• _Data listing_
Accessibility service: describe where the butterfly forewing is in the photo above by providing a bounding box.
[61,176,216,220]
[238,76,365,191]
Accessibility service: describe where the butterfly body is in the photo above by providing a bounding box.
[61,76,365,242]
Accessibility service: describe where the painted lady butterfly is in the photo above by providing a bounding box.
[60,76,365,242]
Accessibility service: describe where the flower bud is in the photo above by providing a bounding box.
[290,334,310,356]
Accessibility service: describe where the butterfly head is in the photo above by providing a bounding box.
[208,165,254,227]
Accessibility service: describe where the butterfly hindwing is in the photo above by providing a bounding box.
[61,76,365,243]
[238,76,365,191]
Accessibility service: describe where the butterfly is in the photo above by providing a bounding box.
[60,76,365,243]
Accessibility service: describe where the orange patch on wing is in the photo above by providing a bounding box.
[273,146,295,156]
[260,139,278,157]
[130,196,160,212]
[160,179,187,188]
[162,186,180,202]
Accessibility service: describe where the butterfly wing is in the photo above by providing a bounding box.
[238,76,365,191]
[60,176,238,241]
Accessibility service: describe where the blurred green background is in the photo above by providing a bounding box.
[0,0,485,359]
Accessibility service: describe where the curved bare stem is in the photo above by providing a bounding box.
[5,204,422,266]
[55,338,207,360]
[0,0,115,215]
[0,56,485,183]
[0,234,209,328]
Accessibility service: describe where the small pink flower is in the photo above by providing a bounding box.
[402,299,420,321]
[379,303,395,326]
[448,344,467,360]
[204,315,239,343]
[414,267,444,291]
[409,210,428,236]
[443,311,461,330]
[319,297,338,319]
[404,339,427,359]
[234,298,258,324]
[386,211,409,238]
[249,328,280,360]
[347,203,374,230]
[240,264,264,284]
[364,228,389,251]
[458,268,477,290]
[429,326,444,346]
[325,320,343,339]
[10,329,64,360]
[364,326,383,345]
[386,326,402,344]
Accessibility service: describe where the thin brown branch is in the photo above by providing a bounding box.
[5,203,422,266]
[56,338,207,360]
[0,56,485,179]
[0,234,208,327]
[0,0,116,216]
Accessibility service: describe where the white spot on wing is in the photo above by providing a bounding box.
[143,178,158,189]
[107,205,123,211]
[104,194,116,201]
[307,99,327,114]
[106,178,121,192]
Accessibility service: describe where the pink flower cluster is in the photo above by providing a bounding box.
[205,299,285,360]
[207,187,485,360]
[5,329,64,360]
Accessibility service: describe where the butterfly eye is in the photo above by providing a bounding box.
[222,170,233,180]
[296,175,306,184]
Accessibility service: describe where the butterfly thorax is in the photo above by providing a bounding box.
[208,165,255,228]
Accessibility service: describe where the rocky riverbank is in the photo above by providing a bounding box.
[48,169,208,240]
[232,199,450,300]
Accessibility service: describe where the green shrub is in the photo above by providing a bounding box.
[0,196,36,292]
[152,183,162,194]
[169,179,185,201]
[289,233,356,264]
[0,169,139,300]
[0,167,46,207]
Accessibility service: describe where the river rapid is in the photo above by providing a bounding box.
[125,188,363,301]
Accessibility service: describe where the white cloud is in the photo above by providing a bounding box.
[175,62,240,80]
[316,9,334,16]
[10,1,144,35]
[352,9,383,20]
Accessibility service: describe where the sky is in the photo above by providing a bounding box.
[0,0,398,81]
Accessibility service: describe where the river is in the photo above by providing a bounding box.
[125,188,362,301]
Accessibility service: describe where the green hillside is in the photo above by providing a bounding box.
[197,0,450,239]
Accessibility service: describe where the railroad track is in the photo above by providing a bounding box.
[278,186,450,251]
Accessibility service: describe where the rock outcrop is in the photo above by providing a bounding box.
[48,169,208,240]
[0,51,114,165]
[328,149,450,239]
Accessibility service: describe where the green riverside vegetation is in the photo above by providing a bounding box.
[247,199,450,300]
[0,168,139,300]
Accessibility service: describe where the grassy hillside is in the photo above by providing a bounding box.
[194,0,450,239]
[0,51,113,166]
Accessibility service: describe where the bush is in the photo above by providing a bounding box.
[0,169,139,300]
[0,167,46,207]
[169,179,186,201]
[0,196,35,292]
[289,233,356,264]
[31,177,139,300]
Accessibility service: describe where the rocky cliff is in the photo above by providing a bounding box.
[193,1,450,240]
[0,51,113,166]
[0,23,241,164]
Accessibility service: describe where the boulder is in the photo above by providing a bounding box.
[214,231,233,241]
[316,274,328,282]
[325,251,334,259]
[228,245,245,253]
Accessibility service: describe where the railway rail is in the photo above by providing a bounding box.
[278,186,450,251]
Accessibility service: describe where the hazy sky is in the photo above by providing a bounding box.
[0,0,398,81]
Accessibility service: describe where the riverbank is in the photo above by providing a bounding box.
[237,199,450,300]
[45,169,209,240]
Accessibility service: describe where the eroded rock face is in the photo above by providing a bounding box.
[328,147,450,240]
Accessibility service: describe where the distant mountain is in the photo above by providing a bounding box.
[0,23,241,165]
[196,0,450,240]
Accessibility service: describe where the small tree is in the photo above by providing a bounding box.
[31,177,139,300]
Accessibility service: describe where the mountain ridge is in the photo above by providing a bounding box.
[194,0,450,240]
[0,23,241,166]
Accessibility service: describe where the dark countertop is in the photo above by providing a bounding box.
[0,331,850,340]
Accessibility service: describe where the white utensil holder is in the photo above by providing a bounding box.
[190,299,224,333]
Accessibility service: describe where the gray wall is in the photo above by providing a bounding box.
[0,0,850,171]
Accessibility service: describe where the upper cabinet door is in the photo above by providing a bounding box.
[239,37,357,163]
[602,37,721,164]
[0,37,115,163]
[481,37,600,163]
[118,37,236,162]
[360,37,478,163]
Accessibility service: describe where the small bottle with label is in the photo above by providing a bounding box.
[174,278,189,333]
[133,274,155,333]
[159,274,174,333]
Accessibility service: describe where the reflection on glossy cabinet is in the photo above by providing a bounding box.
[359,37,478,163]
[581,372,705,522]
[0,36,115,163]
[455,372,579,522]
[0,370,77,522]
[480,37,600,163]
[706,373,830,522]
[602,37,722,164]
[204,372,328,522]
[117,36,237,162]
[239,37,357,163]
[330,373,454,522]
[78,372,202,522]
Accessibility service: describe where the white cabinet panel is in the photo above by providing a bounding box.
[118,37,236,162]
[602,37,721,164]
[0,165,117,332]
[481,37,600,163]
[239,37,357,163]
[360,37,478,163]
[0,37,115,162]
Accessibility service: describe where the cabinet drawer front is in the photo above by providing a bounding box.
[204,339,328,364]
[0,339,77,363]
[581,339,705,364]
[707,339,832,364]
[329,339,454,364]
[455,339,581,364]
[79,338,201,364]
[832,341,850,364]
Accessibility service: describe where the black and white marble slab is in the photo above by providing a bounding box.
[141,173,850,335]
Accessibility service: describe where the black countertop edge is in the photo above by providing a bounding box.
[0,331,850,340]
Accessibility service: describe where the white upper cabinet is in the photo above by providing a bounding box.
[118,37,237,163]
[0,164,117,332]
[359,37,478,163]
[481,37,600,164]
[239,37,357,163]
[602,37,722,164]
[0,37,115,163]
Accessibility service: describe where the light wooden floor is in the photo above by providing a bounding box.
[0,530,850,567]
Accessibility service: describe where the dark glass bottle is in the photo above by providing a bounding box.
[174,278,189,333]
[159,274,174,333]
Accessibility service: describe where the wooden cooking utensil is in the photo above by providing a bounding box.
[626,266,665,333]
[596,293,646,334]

• _Short problem_
Rewrite all of the material above, substituting "Labeling service" for every "Accessibility service" and leaving everything else unchanged.

• _Answer to this task_
Labeling service: describe where the butterfly forewing is in the photo above by providing a bounding box.
[61,176,216,220]
[238,76,365,191]
Labeling service: describe where the butterfly body is in the photo above by providing a bounding box.
[61,76,365,242]
Labeling service: describe where the painted lady butterfly is in the photo above by providing a bounding box.
[60,76,365,242]
Labeling service: describe where the flower bud is in the photo above by providing a bounding box.
[290,334,310,356]
Labeling service: describe where the butterfly head is in the photo above by providing a bounding box.
[208,165,254,227]
Labeling service: describe where the butterfly hindwing is in the photo above by providing a bounding box.
[61,76,365,243]
[238,76,365,191]
Labeling service: describe where the butterfly is in the photo above by providing a bounding box.
[60,76,365,243]
Labeling service: describe where the orange patch on wing is in the photo above by providing a bounding box.
[273,146,295,156]
[260,139,278,157]
[130,196,160,212]
[160,179,187,188]
[162,186,180,202]
Labeling service: describe where the butterfly wing is in the photo above by providing a bounding box.
[238,76,365,191]
[60,176,238,241]
Labeling service: describe where the blurred green background is in the photo above by providing a bounding box.
[0,0,485,359]
Labeling service: describe where the curved bare stem is in the photo above by providing a bounding box.
[5,204,422,266]
[55,338,207,360]
[0,0,115,215]
[0,56,485,183]
[0,234,209,328]
Labeling service: describe where the small pink flower is in the photo above by providing a bounding box.
[402,299,420,321]
[379,303,395,326]
[448,344,467,360]
[204,315,239,343]
[414,267,444,291]
[409,210,428,236]
[443,311,461,330]
[319,297,338,319]
[404,339,427,359]
[234,298,258,324]
[386,211,409,238]
[249,328,280,360]
[347,203,374,230]
[240,264,264,284]
[364,228,389,251]
[458,268,477,290]
[429,326,444,346]
[325,320,343,339]
[10,329,64,360]
[364,326,383,345]
[386,326,402,344]
Labeling service: describe where the thin brown branch is in the photo above by providing a bounding box.
[5,203,422,266]
[56,338,207,360]
[0,56,485,179]
[0,234,208,327]
[0,0,116,216]
Labeling service: describe where the white spot on wing is in the photo above by providing a bounding box.
[143,178,158,189]
[107,205,123,211]
[104,194,116,201]
[307,99,327,114]
[106,178,121,192]
Labeling service: describe where the pink flower cluster is in the photo above by providing a bounding box.
[205,299,285,360]
[207,187,485,360]
[5,329,64,360]
Labeling service: describe where the butterfly eye is in the photo above by providing a bounding box.
[222,170,233,180]
[296,175,306,184]
Labeling service: describe where the butterfly thorax is in the photo above by providing a bounding box.
[208,165,255,228]
Labeling service: describe where the rocky riverbank is in the photo above by providing a bounding box.
[48,169,208,240]
[232,199,450,300]
Labeling service: describe where the green shrub is in the photo above by providing a bounding box.
[0,196,36,292]
[152,183,162,194]
[169,179,185,201]
[289,233,356,264]
[0,169,139,300]
[0,167,46,207]
Labeling service: describe where the river rapid is in the photo above by providing a bounding box.
[125,188,363,301]
Labeling service: describe where the white cloud is in the photo above by providing a bounding box.
[175,62,240,80]
[316,9,334,16]
[10,1,144,35]
[352,9,383,20]
Labeling service: describe where the sky is in the photo above by providing a bounding box.
[0,0,398,81]
Labeling service: describe where the river is in the photo above by providing a bounding box.
[125,188,362,301]
Labeling service: describe where the green hillside is in the photo above by providing a bounding box.
[197,0,450,239]
Labeling service: describe where the railroad track is in the photo above by providing a bounding box.
[278,186,450,251]
Labeling service: describe where the rock outcrop is in the photo above by providing a bounding box.
[48,169,208,240]
[0,51,114,165]
[328,149,450,239]
Labeling service: describe where the green riverside vegetation is in the photo above by providing a bounding box.
[247,199,450,300]
[0,168,139,300]
Labeling service: describe where the grassy hillside is in the photo above by providing a bounding box.
[194,0,450,239]
[0,51,113,166]
Labeling service: describe where the bush is in the photo above by providing a bounding box.
[0,169,139,300]
[0,167,46,207]
[169,179,186,201]
[0,196,35,292]
[289,233,356,264]
[31,177,139,300]
Labeling service: describe where the rocky cliff is in the photo above by providing a bounding box.
[193,1,450,240]
[0,51,113,166]
[0,23,241,164]
Labeling service: describe where the boulder is in the photo above by providing a bounding box.
[214,231,233,241]
[316,274,328,282]
[325,251,334,259]
[228,245,245,253]
Labeling service: describe where the railway rail is in the photo above by providing a bounding box.
[278,186,450,251]
Labeling service: describe where the hazy sky is in the photo above by providing a bounding box.
[0,0,398,81]
Labeling service: describe where the riverbank is in the photo above by providing a bounding box.
[237,199,450,300]
[45,169,209,240]
Labeling service: describe where the eroded rock face is in the photo above by providing a bounding box.
[328,147,450,240]
Labeling service: describe where the distant mountain is in the photo above by providing a bounding box.
[0,23,241,165]
[196,0,450,240]
Labeling service: describe where the small tree is in the photo above by providing a bounding box.
[31,177,139,300]
Labeling service: describe where the mountain ridge is in the photo above by providing a bounding box.
[194,0,450,240]
[0,23,241,166]
Labeling service: describe where the dark countertop is in the photo above by providing a bounding box.
[0,331,850,340]
Labeling service: describe where the white utensil holder is in the photo above by providing a bounding box.
[190,299,224,333]
Labeling service: describe where the gray wall is in the photo above by providing a bounding box.
[0,0,850,171]
Labeling service: describe where the upper cabinet door is in the photo above by providing a bounding box.
[239,37,357,163]
[602,37,721,164]
[0,37,115,163]
[481,37,600,163]
[118,37,236,162]
[360,37,478,163]
Labeling service: describe where the small bottle with label is in the photo above by providing a bounding box.
[174,278,189,333]
[133,274,155,333]
[159,274,174,333]
Labeling service: describe where the reflection on glossy cabinet is in the photo above by providing a bounding box.
[359,37,478,163]
[581,372,705,522]
[0,36,115,163]
[455,372,579,522]
[0,370,77,522]
[480,37,600,163]
[706,373,830,522]
[602,37,722,164]
[204,372,328,522]
[117,36,237,162]
[239,37,357,163]
[330,373,454,522]
[78,372,202,522]
Labeling service: describe where the white cabinet panel is in the photo above by providing a bounding box.
[118,37,236,162]
[602,37,721,164]
[0,165,117,332]
[481,37,600,163]
[239,37,357,163]
[360,37,478,163]
[0,37,115,162]
Labeling service: describe where the cabinet drawer front is in the photo above by providing a bounding box.
[204,339,328,364]
[0,339,77,363]
[581,339,705,364]
[707,339,832,364]
[329,339,454,364]
[455,339,581,364]
[79,338,201,364]
[832,341,850,364]
Labeling service: describe where the black and white marble slab is in the photo above by providing a bounding box.
[141,173,850,335]
Labeling service: describe where the black countertop edge is in the photo above by providing a bounding box.
[0,331,850,340]
Labeling service: describe where the white upper cabinet is in the photo above by providing a bounding box.
[118,37,237,163]
[0,164,117,332]
[359,37,478,163]
[481,37,600,164]
[239,37,357,163]
[602,37,722,164]
[0,37,115,163]
Labeling service: describe where the light wooden floor is in the photo above by providing a bounding box.
[0,530,850,567]
Labeling service: describe where the dark glass bottle is in the photo above by providing a bounding box.
[174,278,189,333]
[159,274,174,333]
Labeling service: describe where the wooden cooking utensil is in the photo above by providing a bounding box.
[626,266,665,333]
[596,293,646,334]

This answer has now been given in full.